■ WORK TASK
Filter the listing below down to the lines with the word "positive" and copy those.

--------

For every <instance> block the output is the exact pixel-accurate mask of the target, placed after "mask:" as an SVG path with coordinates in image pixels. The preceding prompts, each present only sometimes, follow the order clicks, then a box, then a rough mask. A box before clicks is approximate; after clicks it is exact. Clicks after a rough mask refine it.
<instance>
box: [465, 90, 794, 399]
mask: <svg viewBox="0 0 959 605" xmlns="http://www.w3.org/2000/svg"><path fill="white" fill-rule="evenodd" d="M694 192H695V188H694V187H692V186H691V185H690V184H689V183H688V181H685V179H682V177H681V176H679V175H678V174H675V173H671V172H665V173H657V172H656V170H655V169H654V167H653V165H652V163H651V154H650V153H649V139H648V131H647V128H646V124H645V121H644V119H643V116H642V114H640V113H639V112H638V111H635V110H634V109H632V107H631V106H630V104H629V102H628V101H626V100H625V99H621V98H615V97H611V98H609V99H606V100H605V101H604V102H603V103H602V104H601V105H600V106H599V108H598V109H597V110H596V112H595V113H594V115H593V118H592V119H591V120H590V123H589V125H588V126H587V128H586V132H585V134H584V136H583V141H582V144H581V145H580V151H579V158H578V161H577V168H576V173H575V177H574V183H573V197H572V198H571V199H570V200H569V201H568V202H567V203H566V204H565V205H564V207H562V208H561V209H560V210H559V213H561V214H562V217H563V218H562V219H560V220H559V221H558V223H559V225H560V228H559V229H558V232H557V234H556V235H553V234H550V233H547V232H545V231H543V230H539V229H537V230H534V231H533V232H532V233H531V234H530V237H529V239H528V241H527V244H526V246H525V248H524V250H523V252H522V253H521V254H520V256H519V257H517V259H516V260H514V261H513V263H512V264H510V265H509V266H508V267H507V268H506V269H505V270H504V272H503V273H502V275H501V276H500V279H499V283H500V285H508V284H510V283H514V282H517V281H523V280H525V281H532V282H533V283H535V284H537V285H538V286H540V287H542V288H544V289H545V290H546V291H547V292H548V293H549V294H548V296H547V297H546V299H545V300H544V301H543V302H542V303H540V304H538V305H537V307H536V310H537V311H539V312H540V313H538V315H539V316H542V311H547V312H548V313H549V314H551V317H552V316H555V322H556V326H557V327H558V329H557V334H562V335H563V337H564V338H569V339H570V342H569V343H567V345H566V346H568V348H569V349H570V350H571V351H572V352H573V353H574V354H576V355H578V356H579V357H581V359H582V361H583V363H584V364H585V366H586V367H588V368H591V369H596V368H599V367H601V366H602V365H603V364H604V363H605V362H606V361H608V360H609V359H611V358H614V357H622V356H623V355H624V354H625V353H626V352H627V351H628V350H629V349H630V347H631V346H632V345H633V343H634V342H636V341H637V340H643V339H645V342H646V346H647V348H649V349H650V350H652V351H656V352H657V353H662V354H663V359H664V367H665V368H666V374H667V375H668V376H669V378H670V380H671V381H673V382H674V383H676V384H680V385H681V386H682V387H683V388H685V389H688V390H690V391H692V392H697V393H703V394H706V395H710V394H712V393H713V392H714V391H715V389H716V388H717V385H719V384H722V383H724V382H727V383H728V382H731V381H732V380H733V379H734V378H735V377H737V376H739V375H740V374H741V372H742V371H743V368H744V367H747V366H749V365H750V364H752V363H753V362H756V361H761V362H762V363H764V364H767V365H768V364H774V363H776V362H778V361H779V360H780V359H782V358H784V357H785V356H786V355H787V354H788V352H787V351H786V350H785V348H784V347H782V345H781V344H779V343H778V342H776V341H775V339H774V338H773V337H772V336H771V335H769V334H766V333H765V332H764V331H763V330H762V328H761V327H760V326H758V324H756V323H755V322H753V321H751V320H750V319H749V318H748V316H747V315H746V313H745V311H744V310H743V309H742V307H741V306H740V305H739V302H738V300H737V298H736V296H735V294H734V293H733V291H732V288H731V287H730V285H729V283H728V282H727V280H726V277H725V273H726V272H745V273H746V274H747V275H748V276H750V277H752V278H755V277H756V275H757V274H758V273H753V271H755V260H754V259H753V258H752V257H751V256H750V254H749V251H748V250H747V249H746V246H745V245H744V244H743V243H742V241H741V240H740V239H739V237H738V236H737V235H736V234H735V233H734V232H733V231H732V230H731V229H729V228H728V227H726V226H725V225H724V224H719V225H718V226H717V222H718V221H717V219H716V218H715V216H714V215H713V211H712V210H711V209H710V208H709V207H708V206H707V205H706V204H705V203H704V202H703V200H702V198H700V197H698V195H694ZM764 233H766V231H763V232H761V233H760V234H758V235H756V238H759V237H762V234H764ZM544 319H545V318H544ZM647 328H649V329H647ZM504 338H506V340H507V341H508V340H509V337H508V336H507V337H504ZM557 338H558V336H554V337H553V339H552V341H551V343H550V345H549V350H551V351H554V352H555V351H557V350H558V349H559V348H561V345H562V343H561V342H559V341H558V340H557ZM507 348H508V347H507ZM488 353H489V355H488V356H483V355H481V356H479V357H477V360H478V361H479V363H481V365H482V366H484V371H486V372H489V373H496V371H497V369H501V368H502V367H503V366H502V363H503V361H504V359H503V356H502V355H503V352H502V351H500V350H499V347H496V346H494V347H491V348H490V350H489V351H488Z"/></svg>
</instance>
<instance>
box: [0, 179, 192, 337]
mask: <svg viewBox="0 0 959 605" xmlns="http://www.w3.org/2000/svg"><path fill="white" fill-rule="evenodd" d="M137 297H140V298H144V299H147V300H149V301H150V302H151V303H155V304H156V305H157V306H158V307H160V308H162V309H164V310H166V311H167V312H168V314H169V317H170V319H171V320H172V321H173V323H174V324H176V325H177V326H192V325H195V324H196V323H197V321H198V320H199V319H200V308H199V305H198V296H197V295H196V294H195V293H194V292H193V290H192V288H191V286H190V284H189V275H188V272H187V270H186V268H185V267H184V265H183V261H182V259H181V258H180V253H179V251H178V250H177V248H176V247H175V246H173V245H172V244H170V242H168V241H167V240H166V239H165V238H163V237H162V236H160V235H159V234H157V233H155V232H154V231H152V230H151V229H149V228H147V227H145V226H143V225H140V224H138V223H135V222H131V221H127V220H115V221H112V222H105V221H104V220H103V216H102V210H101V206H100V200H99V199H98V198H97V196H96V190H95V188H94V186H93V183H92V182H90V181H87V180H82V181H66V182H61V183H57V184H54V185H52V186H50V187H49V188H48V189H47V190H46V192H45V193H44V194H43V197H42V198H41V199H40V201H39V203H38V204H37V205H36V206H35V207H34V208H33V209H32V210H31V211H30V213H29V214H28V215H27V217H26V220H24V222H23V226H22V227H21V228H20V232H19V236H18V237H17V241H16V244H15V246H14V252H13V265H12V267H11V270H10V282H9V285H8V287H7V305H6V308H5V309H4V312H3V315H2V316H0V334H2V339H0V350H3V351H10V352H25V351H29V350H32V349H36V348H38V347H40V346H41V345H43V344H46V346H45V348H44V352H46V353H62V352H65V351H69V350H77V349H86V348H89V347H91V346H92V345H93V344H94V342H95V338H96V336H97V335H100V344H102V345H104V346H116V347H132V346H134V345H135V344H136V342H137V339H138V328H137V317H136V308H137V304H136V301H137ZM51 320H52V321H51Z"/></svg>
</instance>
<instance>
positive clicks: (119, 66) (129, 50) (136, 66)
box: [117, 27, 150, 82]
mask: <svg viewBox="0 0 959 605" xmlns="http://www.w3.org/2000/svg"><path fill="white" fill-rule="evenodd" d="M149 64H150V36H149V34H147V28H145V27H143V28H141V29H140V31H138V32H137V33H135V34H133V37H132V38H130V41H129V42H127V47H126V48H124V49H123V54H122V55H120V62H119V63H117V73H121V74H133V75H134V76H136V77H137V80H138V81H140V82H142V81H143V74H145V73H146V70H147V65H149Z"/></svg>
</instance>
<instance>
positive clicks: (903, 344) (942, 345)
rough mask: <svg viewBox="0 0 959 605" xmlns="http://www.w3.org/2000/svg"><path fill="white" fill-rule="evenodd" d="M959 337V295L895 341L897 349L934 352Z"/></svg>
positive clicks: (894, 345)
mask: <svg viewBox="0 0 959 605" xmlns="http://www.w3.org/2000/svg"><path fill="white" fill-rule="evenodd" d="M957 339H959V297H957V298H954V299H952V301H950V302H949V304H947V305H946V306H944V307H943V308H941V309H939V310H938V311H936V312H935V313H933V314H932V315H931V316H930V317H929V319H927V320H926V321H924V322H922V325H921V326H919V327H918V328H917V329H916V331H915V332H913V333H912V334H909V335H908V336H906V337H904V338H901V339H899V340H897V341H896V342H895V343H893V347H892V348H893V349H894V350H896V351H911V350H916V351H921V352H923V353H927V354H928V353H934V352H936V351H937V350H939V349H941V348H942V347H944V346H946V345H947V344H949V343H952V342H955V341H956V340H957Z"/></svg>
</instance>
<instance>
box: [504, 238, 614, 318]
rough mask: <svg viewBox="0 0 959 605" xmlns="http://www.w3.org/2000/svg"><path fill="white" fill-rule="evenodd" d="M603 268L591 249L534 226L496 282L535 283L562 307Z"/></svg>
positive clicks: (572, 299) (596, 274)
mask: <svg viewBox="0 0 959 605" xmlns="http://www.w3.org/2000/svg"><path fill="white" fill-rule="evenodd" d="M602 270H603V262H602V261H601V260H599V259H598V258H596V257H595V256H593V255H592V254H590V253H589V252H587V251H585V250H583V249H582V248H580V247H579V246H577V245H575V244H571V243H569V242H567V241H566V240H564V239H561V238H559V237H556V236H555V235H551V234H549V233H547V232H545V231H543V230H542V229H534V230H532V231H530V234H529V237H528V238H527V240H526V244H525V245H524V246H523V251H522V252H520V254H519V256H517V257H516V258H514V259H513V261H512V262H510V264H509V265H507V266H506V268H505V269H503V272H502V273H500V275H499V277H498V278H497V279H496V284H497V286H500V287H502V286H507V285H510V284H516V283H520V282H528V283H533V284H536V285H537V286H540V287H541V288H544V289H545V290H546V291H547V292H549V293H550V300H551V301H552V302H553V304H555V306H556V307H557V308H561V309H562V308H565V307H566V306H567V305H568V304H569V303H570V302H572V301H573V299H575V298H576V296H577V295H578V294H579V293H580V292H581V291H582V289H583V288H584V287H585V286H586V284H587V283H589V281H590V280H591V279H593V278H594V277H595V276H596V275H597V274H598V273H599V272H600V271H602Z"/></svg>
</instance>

--------

■ ANSWER FOR THIS EXERCISE
positive clicks: (119, 66) (129, 50) (136, 66)
positive clicks: (903, 344) (942, 345)
positive clicks: (894, 345)
positive clicks: (572, 299) (596, 274)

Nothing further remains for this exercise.